▸ **Explore the material**:
a: Who are the authors named in the breast cancer abstract on CCND1 amplification?
b: Can you write what comes next in the breast cancer abstract on CCND1 amplification, picking up after its last sentence?

▸ **Extracted text**:
-=-=-=-=-

Correlation of CCND1 Amplification with Hormone Receptor (ER, PR) Expression and ERBB2 (Her2/neu) Gene Amplification in Invasive Ductal Carcinoma of the Breast: A Study of 102 Cases
MC Chang, IT Ocal, K Taneja, DA Dillon. Brigham & Women's Hospital; Harvard Medical School, Boston, MA; Mayo Clinic, Scottsdale, AZ
Background: The cyclin D1 gene (CCND1), located on human chromosome 11, is an important oncogene and is considered a major driver in breast carcinogenesis. Cyclin D1 is a downstream target of hormone receptors (ER, PR) and Her2/neu (ERBB2), important therapeutic markers in breast cancer classification. High levels of Cyclin D1 are associated with poor prognosis and therapeutic resistance in hormone-receptor positive cancers. However, the prevalence and significance of this abnormality in “Her2 positive” and “triple negative” breast cancers is poorly described. The purpose of this study is to evaluate CCND1 amplification in breast carcinoma by fluorescence in-situ hybridization (FISH), and to correlate these findings to ER, PR, and ERBB2 status in invasive ductal carcinomas of the breast.
Design: Consecutive cases of invasive ductal carcinoma of the breast were identified, tumor tissue was formalin-fixed and paraffin-embedded, tissue cores were obtained from multiple foci of each tumor, and tissue microarrays were prepared. Probes binding to either CCND1 (11q13) or ERBB2 (17q21-q22) and, respectively, chr 11or17 centromeric probes were used in FISH analysis of tissue microarray sections, with satisfactory signals achieved in 102 cases. Tumor cores were scored for CCND1 and ERBB2 amplification, defined as a signal ratio of 2.0 or greater. Results were correlated with ER and PR status determined by immunohistochemistry on whole tissue sections.

-=-=-=-=-

▸ **Entries shown**:
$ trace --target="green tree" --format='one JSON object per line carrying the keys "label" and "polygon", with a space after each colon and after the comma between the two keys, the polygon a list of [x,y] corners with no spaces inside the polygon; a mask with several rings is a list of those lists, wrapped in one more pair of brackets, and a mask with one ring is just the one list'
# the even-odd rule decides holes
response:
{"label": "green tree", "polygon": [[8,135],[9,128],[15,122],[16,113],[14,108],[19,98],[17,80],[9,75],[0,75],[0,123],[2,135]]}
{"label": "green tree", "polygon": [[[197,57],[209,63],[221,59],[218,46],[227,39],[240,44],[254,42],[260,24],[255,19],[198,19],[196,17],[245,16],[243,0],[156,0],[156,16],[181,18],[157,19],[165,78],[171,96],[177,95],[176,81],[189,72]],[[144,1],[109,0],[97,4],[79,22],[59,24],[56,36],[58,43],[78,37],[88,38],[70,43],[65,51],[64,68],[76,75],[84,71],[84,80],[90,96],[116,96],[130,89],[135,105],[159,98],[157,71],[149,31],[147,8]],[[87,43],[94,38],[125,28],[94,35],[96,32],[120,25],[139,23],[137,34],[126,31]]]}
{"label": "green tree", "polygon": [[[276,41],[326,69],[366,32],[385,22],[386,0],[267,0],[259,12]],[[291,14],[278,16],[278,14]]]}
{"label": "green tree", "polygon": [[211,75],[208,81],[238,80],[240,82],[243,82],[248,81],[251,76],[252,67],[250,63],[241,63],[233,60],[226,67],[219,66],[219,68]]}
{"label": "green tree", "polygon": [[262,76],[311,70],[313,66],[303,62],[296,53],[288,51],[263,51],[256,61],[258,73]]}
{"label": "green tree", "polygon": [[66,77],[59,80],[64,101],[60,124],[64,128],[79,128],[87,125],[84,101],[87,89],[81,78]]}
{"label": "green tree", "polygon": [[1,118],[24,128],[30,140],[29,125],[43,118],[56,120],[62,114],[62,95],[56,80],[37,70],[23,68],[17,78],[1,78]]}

-=-=-=-=-

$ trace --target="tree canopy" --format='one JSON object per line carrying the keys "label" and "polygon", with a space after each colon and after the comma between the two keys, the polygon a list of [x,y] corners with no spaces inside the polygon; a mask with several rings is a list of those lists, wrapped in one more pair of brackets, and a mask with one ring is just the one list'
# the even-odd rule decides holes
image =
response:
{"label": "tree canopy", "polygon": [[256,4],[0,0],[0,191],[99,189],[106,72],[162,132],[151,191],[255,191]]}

-=-=-=-=-

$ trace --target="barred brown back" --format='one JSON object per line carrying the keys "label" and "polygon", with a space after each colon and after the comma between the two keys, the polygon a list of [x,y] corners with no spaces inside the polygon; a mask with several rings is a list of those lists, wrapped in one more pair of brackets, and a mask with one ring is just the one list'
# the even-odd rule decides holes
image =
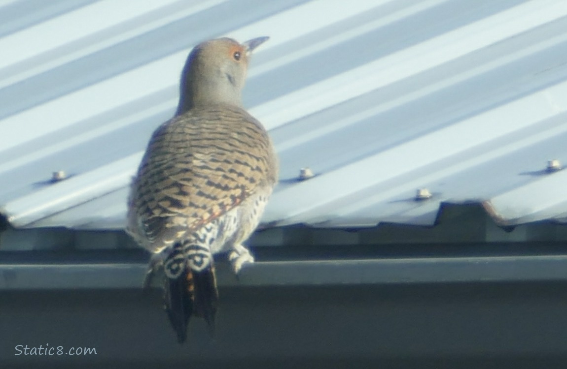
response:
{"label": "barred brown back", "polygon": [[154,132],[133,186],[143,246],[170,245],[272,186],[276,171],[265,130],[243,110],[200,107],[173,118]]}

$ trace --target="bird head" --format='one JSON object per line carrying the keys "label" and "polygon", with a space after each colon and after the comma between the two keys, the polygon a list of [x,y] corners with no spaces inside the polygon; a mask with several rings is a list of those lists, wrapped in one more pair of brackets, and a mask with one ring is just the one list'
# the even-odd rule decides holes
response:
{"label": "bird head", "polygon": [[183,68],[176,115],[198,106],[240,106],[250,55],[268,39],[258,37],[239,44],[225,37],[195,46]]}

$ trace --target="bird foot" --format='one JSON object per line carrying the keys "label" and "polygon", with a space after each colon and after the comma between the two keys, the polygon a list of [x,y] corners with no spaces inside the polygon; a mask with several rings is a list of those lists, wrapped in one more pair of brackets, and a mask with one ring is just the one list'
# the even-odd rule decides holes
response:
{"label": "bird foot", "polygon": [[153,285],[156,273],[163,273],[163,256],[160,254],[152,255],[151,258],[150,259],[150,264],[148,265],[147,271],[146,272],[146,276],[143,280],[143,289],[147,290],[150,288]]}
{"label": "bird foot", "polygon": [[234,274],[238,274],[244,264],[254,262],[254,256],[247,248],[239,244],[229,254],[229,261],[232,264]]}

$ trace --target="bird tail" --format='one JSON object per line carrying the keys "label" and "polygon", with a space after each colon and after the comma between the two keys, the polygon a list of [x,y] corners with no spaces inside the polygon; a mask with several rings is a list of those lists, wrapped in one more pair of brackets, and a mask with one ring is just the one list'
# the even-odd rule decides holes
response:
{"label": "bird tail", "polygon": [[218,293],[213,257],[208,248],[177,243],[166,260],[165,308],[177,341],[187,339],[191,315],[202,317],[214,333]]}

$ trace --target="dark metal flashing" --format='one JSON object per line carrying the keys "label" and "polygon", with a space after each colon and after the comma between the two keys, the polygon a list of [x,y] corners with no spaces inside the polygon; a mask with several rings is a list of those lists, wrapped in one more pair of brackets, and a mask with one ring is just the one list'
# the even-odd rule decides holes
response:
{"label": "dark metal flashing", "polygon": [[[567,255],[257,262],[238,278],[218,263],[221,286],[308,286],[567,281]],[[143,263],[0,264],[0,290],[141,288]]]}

-=-=-=-=-

▸ **Task-by-task outputs**:
a: MC Chang, IT Ocal, K Taneja, DA Dillon

b:
Results: Among 102 cases of invasive ductal carcinoma, 56 were ER+/Her2-, 15 were Her2+, and 31 were triple-negative. Overall, 12/102 demonstrated CCND1 amplification by FISH (12%). CCND1 amplification was seen in 12.5% (7/56) of ER positive/Her2 negative cases, 20% (3/15) of Her2 amplified cases and only 6% (2/31) of “triple negative” cases.
Conclusions: Findings demonstrate that CCND1 amplification is seen in invasive ductal carcinomas of all major subtypes, including ERBB2 amplified and triple negative breast cancers. Differences in the prevalence of CCND1 amplification among the subtypes did not achieve statistical significance in this study. Additional study of CCND1 amplification and its potential prognostic and therapeutic relevance in these less common subtypes is warranted.